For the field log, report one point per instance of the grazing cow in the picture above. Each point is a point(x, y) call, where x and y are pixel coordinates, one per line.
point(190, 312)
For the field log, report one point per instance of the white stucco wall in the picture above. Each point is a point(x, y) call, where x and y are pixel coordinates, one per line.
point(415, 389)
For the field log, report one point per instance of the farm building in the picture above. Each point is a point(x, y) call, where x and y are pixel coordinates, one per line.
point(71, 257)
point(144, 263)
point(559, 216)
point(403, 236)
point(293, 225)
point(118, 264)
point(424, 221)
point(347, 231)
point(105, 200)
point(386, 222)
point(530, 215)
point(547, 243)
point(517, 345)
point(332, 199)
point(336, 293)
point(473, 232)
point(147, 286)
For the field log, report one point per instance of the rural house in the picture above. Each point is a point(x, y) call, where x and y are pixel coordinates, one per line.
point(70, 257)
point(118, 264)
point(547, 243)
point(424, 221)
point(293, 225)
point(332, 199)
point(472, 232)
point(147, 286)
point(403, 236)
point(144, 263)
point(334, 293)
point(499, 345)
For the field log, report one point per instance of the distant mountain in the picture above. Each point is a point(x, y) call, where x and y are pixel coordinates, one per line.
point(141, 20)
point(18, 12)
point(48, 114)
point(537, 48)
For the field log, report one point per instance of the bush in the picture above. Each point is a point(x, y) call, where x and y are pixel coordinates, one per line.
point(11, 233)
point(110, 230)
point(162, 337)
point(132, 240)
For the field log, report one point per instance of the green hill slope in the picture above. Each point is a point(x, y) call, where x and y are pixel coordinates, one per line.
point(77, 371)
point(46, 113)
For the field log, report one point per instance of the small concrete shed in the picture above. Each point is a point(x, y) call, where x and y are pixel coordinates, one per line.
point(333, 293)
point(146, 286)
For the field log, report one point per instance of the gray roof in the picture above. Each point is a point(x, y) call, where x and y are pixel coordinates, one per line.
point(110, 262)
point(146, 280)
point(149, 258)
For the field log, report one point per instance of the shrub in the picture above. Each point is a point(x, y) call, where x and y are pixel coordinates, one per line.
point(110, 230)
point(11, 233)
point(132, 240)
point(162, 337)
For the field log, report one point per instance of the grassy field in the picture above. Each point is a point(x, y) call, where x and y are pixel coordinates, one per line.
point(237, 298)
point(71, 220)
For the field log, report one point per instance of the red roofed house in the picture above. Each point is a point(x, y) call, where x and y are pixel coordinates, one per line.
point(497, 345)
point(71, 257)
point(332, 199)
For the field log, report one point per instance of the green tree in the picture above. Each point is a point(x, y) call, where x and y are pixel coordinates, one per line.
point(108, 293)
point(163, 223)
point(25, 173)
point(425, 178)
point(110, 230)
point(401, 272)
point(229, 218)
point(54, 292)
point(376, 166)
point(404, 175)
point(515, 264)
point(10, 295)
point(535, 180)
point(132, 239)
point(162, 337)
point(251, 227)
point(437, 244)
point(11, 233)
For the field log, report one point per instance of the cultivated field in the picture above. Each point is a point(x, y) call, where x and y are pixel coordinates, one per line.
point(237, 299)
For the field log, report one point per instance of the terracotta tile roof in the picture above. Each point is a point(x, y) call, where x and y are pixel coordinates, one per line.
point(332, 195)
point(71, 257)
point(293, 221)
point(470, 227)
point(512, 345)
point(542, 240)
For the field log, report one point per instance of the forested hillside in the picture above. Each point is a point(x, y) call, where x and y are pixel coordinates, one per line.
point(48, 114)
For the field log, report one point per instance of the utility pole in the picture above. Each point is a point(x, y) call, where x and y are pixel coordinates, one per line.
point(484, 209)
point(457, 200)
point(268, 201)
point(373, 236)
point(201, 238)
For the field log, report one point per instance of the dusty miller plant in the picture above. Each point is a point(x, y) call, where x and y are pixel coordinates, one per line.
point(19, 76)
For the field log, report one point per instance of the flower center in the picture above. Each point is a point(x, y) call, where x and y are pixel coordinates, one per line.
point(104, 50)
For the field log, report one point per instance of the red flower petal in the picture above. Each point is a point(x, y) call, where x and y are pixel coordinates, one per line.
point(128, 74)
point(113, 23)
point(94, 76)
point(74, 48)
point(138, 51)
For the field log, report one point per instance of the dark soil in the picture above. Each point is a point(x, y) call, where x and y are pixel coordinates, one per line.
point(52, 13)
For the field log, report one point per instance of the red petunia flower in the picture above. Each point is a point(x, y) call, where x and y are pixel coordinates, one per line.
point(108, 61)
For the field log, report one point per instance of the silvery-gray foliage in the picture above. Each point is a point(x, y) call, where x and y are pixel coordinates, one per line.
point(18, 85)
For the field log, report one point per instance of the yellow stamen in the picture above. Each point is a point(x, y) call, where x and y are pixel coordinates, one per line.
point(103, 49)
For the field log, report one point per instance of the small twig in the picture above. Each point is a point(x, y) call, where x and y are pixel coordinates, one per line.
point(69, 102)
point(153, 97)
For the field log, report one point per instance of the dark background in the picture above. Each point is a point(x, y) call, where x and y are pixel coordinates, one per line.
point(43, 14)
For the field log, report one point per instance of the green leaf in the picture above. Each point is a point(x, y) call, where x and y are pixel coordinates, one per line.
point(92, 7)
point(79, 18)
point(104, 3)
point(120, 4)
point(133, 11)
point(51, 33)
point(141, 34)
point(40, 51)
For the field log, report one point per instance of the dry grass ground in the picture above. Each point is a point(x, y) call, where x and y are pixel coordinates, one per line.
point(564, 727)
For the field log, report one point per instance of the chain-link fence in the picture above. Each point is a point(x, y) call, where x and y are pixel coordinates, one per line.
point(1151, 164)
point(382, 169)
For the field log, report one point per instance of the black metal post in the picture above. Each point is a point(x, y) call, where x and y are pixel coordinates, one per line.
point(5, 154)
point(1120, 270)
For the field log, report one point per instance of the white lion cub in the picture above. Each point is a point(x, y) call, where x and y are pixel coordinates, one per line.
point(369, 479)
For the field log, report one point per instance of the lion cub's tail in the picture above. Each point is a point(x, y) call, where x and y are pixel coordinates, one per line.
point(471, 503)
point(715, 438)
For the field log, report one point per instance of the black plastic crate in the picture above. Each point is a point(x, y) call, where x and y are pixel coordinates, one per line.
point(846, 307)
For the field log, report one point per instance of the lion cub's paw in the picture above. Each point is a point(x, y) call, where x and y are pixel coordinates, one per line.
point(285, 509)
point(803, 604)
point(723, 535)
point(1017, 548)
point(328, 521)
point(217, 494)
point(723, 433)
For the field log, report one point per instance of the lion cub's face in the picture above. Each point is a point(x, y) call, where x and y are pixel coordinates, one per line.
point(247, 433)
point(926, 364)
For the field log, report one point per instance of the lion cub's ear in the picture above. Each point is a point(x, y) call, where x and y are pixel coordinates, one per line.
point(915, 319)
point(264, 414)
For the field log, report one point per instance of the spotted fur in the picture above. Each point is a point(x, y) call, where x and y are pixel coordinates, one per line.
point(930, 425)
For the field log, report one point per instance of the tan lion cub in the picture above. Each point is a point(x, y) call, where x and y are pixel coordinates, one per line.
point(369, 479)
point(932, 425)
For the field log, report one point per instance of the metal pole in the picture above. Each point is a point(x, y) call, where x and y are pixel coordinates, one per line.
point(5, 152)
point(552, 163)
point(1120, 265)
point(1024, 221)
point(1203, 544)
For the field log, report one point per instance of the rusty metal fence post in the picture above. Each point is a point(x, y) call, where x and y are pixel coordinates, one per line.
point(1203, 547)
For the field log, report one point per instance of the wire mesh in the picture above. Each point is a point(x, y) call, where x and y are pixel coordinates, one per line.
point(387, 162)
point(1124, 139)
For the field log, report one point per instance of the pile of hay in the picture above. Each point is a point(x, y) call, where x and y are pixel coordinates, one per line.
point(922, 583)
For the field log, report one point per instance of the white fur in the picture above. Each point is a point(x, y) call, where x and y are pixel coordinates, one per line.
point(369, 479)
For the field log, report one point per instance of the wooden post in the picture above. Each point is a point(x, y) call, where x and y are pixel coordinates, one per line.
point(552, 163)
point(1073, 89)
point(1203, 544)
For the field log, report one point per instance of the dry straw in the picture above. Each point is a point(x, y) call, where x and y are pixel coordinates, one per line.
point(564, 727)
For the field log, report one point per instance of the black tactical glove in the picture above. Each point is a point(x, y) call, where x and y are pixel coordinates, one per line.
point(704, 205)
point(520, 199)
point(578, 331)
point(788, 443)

Problem statement: Set down word for word the stretch of the listing from the line containing "of the rusty" through the line containing "point(1203, 547)", including both of those lines.

The output:
For the field log, report one point per instance of the rusty metal fence post in the picture above. Each point is a point(x, y) call, where x and y are pixel coordinates, one per line.
point(1203, 547)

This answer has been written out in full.